Short task:
Which lines in the listing below contain the string "green"? Select each one, treating uppercase and lowercase letters as distinct.

Dataset records:
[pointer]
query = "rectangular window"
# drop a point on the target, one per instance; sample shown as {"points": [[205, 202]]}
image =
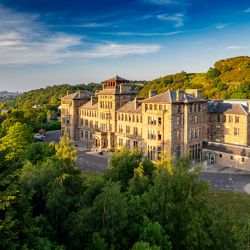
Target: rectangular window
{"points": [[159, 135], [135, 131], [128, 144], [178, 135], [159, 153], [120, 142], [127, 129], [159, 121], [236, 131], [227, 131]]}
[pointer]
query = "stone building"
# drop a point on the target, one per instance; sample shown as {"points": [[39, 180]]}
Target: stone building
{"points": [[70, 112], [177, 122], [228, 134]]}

...

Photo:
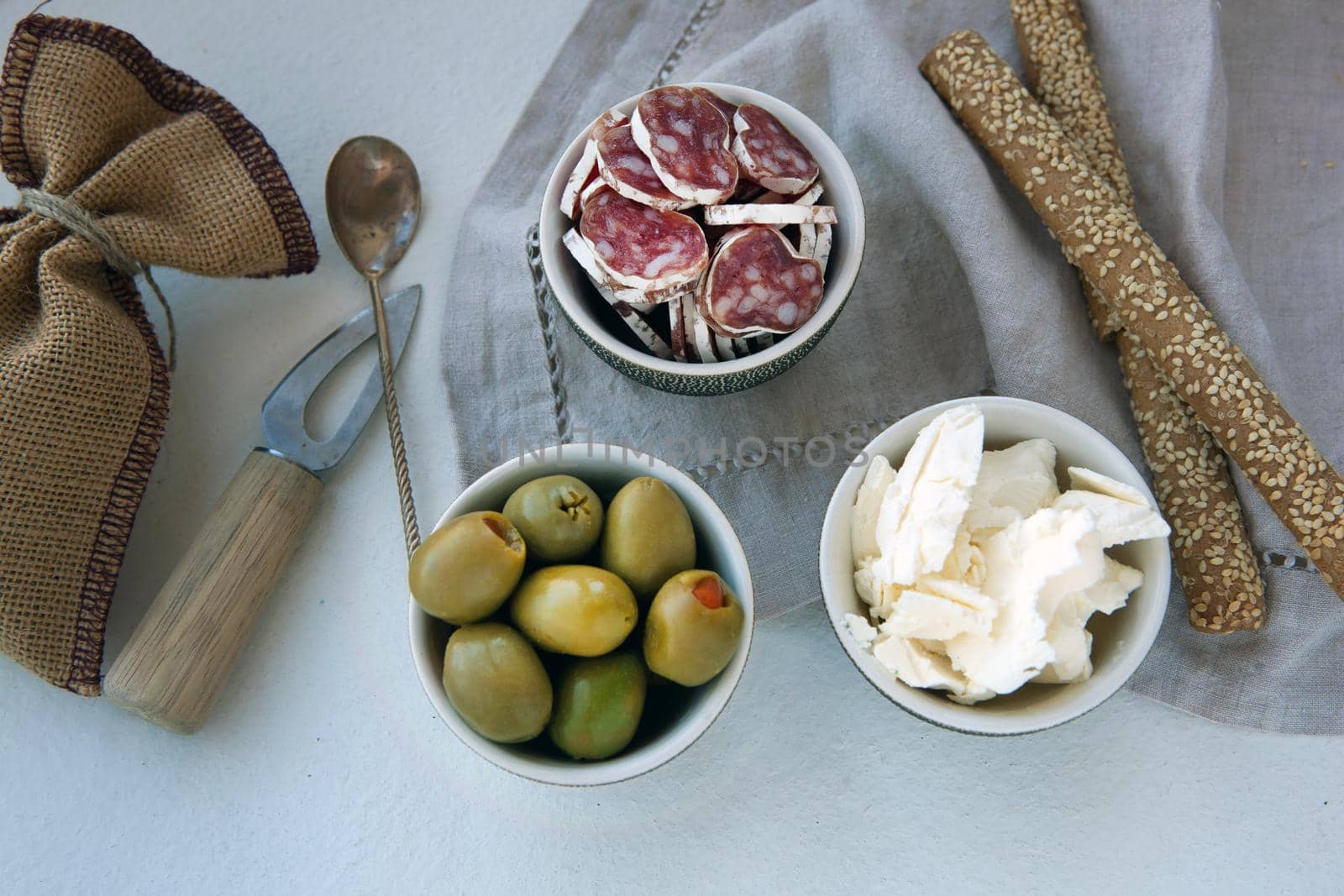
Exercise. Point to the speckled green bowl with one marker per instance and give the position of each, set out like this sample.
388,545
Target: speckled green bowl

Task output:
Exercise. Point to the speckled green bowl with one marker per instance and give the position of each, set out like this sample.
Target: speckled green bowl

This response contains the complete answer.